*What the task asks:* Identify all lines in the listing that include the word "order", and copy them out.

*Data shown:*

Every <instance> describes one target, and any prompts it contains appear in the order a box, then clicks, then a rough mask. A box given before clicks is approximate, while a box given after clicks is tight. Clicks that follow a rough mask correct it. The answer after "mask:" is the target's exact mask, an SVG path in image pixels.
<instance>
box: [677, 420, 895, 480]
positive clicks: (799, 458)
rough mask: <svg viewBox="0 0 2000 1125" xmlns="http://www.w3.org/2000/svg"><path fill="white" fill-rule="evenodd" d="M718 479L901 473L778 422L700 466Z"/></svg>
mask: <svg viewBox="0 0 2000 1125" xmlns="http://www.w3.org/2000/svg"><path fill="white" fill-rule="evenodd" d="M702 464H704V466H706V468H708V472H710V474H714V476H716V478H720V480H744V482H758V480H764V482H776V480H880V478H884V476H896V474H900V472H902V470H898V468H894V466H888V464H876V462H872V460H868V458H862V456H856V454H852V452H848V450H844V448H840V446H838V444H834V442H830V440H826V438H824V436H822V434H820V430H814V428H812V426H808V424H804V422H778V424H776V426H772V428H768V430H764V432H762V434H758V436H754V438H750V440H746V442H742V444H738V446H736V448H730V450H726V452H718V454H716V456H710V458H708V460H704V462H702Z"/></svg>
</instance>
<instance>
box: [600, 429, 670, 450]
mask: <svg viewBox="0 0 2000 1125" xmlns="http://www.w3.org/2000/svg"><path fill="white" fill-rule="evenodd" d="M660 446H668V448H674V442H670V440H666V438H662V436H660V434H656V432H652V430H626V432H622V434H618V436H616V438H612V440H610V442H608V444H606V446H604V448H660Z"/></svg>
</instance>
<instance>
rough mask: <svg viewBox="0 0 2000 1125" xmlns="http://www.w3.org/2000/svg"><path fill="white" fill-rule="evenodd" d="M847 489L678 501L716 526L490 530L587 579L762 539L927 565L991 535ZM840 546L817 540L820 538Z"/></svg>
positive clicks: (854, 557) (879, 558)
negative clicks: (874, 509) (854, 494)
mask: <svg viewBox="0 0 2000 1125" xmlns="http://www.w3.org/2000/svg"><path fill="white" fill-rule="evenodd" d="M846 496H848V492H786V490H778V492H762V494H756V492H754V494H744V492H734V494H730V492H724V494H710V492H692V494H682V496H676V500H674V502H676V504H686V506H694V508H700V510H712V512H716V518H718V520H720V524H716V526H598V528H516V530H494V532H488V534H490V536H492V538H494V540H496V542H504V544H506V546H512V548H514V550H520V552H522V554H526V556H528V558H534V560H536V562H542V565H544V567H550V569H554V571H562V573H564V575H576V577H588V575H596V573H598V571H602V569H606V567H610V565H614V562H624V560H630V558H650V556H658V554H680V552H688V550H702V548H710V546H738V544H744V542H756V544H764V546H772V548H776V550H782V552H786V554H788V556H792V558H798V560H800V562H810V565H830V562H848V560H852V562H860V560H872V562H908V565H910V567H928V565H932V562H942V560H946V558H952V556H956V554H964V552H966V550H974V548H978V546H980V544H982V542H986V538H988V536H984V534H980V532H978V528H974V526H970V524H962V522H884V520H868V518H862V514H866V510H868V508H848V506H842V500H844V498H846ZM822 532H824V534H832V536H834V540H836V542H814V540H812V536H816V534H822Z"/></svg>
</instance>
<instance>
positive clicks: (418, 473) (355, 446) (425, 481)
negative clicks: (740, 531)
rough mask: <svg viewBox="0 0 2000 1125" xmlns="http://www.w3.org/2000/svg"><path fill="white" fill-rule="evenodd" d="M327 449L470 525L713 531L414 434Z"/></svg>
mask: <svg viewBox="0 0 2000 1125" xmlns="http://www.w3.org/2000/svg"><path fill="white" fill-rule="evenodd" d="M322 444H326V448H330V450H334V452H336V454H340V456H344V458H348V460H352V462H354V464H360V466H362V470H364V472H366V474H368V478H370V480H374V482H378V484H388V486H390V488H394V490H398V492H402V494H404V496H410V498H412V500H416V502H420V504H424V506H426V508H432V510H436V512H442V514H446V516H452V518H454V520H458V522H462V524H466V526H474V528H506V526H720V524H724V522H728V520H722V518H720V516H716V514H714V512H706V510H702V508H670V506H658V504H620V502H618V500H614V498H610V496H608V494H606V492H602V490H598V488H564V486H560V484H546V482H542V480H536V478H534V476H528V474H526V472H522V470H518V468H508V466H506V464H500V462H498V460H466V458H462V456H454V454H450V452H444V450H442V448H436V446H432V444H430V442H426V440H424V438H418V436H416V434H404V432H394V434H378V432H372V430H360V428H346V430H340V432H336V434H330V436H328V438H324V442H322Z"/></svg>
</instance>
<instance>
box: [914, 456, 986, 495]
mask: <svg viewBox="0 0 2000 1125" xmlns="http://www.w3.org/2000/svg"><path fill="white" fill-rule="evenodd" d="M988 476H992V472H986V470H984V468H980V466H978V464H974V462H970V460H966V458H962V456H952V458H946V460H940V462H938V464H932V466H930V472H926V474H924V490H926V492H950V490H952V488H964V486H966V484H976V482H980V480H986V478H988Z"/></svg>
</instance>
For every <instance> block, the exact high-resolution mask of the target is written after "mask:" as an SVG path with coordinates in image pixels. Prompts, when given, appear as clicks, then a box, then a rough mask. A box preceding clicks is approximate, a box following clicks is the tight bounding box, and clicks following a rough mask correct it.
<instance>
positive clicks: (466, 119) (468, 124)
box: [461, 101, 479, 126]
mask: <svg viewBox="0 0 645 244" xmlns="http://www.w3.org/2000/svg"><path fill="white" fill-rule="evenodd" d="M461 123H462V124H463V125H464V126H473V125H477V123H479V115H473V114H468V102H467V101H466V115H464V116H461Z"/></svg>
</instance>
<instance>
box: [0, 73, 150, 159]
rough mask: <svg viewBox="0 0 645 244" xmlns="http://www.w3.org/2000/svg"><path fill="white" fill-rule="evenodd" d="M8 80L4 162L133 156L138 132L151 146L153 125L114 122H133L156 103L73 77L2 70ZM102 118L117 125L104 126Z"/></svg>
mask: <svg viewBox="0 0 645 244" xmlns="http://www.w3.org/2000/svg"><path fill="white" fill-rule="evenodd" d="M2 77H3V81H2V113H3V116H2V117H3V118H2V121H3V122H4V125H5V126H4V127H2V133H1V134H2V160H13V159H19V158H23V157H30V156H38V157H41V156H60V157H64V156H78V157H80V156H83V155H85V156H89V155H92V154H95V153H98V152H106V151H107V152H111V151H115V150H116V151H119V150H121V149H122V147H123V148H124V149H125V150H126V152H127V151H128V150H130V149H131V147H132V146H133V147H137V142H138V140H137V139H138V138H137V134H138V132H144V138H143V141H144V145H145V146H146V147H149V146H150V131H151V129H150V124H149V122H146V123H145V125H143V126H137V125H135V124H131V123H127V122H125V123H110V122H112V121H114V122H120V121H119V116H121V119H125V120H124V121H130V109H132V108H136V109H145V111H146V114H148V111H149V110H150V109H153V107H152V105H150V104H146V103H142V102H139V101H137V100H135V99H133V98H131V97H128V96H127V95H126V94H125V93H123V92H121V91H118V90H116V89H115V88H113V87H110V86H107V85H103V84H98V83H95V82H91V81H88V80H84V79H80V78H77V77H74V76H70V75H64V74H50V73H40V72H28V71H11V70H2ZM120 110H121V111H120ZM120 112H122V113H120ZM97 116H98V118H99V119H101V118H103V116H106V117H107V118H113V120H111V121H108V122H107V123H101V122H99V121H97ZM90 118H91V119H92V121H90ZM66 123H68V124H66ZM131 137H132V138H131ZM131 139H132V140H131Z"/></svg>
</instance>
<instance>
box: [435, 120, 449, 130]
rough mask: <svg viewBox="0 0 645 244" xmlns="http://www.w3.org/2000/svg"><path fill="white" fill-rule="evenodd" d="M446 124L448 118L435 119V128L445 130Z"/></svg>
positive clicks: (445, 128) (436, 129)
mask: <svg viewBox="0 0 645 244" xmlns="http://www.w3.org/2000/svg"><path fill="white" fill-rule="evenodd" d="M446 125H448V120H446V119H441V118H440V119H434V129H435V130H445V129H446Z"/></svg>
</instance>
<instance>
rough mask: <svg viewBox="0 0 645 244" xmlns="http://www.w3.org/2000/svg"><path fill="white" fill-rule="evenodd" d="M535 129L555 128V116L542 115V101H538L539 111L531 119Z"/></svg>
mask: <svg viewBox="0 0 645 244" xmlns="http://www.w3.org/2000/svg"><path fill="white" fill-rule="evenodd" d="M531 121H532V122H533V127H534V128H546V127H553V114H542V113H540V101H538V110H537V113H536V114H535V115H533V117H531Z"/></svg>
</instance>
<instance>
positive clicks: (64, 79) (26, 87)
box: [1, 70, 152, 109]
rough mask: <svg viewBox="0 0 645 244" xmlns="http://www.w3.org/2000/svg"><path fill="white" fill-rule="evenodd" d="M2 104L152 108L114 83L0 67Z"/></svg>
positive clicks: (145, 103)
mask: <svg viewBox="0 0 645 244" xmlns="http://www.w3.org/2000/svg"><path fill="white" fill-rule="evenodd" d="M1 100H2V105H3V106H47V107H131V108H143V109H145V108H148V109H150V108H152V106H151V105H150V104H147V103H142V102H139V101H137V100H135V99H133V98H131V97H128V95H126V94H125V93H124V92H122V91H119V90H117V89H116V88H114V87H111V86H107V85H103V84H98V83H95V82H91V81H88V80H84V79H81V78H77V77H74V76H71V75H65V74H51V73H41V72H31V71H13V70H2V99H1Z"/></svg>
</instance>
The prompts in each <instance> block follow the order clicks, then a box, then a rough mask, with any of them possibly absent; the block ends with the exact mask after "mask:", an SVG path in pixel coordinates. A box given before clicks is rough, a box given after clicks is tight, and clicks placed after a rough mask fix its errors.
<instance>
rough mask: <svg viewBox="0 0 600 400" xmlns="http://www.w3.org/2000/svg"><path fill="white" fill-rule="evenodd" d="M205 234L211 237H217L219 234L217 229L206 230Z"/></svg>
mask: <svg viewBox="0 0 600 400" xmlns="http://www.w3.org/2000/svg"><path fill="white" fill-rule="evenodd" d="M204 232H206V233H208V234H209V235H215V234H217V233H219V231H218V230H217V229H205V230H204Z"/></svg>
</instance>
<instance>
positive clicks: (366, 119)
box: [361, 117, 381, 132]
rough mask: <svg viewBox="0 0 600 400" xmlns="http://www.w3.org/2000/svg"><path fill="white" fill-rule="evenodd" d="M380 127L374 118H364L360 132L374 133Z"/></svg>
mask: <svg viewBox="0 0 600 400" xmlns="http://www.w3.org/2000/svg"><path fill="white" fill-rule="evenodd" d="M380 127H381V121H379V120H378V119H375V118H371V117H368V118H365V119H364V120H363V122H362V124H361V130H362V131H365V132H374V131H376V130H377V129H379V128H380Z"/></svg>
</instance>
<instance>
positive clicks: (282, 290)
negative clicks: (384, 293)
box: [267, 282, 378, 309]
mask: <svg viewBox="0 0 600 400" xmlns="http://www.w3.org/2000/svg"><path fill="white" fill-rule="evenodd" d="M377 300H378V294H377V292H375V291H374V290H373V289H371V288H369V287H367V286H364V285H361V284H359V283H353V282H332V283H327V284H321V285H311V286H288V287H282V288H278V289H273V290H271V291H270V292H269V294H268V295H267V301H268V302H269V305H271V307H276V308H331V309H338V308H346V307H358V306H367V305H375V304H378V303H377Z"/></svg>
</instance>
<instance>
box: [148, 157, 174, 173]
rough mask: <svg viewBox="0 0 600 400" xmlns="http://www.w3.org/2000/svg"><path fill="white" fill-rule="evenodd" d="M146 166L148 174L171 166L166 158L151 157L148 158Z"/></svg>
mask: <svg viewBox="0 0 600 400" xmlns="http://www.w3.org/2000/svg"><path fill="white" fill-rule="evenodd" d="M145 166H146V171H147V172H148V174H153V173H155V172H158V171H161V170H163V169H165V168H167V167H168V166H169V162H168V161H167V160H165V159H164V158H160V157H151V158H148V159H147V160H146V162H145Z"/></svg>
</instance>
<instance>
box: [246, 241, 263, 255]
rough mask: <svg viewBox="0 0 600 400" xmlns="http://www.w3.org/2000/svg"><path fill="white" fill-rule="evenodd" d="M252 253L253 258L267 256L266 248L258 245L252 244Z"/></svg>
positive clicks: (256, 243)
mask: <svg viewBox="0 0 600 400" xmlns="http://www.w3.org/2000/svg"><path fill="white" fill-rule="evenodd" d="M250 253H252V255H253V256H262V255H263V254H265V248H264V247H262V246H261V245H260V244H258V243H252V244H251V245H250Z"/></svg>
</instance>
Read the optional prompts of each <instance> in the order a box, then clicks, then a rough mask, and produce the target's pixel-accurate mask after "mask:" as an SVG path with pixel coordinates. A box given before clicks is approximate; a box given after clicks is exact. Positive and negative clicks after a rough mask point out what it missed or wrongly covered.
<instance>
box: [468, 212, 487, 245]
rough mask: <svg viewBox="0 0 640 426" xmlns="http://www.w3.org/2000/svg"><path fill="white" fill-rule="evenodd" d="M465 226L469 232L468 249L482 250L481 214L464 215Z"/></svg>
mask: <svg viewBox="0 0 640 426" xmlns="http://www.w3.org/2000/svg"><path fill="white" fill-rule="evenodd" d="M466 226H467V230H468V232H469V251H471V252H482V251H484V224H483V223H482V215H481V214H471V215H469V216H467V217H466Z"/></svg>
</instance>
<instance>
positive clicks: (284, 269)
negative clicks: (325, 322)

*Output of the exercise:*
Every <instance> describes one target, and any prompts it contains appear in the order a box, then clicks, then a rough mask. A box given before clicks is approximate, while a box given after clicks is tight. Clicks that follow a rough mask correct it. The answer after "mask:" is the target's exact mask, an SVG path in image pixels.
The prompts in each <instance> block follow the order clicks, then a box, then a rough mask, with any of them possibly absent; the block ends with the exact mask after "mask:", an SVG path in pixel coordinates. A box given before clicks is rough, a box given after clicks is tight, and clicks placed after a rough mask fix its errors.
Read the optional prompts of each <instance> in the order a box, then clicks, then a rough mask, and produce the target's pixel-accurate mask after "mask:" as an SVG path with pixel coordinates. A box given before clicks is approximate; a box given after clicks is exact. Positive and negative clicks after a rough mask point out what it missed or wrongly covered.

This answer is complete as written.